(Saved data entries)
----
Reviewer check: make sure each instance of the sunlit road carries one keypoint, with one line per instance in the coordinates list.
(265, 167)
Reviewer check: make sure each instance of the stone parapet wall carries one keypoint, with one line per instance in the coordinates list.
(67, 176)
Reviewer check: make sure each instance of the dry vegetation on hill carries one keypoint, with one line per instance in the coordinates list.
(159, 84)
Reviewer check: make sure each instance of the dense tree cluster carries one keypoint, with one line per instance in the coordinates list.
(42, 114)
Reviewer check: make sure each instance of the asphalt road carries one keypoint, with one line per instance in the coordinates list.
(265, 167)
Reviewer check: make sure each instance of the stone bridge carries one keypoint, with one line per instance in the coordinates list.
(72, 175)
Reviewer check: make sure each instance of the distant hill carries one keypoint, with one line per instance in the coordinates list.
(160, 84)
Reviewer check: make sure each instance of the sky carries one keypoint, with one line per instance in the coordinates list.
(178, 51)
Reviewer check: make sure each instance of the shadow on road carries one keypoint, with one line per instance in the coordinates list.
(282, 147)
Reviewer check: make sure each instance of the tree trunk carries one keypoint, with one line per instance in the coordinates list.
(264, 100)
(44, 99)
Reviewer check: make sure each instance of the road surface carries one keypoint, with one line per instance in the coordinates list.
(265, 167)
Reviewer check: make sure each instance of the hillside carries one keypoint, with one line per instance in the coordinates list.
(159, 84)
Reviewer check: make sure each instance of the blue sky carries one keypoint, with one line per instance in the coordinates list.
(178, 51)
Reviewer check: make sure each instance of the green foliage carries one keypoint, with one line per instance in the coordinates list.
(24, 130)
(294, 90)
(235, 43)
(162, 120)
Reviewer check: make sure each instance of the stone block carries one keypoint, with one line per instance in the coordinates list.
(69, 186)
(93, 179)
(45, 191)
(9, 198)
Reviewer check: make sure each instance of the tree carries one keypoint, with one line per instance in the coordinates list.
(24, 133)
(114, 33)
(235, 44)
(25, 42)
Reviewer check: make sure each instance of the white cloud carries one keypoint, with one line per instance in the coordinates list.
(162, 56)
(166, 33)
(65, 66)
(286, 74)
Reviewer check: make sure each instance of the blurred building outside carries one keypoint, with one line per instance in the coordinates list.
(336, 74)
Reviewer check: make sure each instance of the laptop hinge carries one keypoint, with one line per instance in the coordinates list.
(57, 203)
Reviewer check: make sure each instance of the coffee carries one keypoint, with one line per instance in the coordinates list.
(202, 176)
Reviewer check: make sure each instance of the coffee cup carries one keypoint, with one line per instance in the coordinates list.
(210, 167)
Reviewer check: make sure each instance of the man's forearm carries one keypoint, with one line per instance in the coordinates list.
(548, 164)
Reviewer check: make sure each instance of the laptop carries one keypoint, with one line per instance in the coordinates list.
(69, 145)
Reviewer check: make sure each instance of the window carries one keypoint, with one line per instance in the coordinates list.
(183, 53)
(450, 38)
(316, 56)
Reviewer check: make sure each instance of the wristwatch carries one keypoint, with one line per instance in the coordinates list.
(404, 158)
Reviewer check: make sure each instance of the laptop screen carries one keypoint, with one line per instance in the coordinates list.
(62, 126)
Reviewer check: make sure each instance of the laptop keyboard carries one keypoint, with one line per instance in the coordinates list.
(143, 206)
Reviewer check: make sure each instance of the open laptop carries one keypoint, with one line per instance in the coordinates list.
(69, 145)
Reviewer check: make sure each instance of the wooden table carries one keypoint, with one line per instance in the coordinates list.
----
▸ **EXERCISE REQUIREMENTS**
Could you reproduce every record above exactly as it appears?

▸ **ANSWER TO THE TASK**
Reviewer check: make sure each instance of the sunlit road carries one keypoint, with one line per instance in the coordinates list.
(265, 167)
Reviewer check: make sure each instance of the stone parapet wall carries one keypoint, with one line per instance in the coordinates list.
(67, 176)
Reviewer check: make sure each instance of the dry vegetation on hill carries one keypoint, with one line per instance in the coordinates list.
(159, 84)
Reviewer check: make sure each instance of the dense tree cluster carries one keypoint, with one line per instance in the coordinates list.
(42, 114)
Reviewer check: make sure each instance of the asphalt road carries one keypoint, with one line per instance in the coordinates list.
(265, 167)
Reviewer check: make sure each instance of the stone bridge carries one keypoint, with one line per instance in the coordinates list.
(72, 175)
Reviewer check: make sure each instance of the distant hill carries one keypoint, with one line per instance in the coordinates list.
(160, 84)
Reviewer check: make sure each instance of the sky carries one keypoint, with one line per instance in the coordinates list.
(178, 51)
Reviewer check: make sure each instance of the shadow on road carries one keypoint, with one line per instance in the coordinates list.
(282, 147)
Reviewer check: make sure each instance of the tree trunk carries one keypoint, with one line per instance in the coordinates list.
(264, 100)
(44, 99)
Reviewer check: make sure each instance of the road surface carries one keypoint, with one line per instance in the coordinates list.
(265, 167)
Reviewer check: make sure each instance of the hillside carries one keypoint, with one line per instance in the coordinates list.
(159, 84)
Reviewer check: make sure each instance of the blue sky carries one keypoint, with one line per instance in the coordinates list.
(178, 51)
Reviewer check: make sure each instance of the green foliage carries one keypoint, with one line per instance in the coordinates list.
(24, 130)
(294, 90)
(235, 43)
(162, 120)
Reviewer check: make sure each instance of the stone block carries one keypoint, with one line per instance in the coordinates list.
(69, 186)
(93, 179)
(45, 191)
(9, 198)
Reviewer check: make sure each instance of the tree carries one keypoint, with one line per instance in the coordinates list.
(24, 133)
(114, 33)
(235, 44)
(25, 42)
Reviewer check: make sure each instance of the white cloud carries one keypoint, with one line per instance in the coordinates list.
(162, 56)
(166, 33)
(65, 66)
(286, 74)
Reviewer check: make sure each instance of the blurred building outside carries one keypoint, with one line per instance in the coordinates list.
(336, 74)
Reviewer check: make sure each instance of the laptop hinge carries one keypoint, with one line per instance in the coordinates list.
(57, 203)
Reviewer check: make sure each instance of the coffee carries one keypoint, with one line per instance in the coordinates list.
(202, 176)
Reviewer check: make sure each instance of the coffee cup carries one keypoint, with one line per instance in the coordinates list.
(210, 167)
Reviewer check: make sure each instance of the man's forearm carries one keypoint, with one line per instance in the coordinates list.
(548, 164)
Reviewer check: make sure each instance of the laptop carries one keypoint, with one line per instance in the coordinates list.
(69, 145)
Reviewer check: make sure each instance of the window carries one keypoint, with one line per instance in the coordinates list.
(183, 53)
(450, 38)
(316, 56)
Reviewer check: make sure each instance of the wristwatch carries one keypoint, with one line per instance in the coordinates list.
(404, 158)
Reviewer check: make sure each instance of the laptop screen carries one keypoint, with one line per instance in the coordinates list.
(62, 126)
Reviewer check: make sure each instance of the laptop keyboard carries one keypoint, with one line per instance in the coordinates list.
(143, 206)
Reviewer check: make sure each instance of the open laptop carries one keypoint, with one line per instance in the coordinates list.
(69, 145)
Reviewer check: make sure each instance of the wooden table carries one keypoint, with one line per instance in the coordinates list.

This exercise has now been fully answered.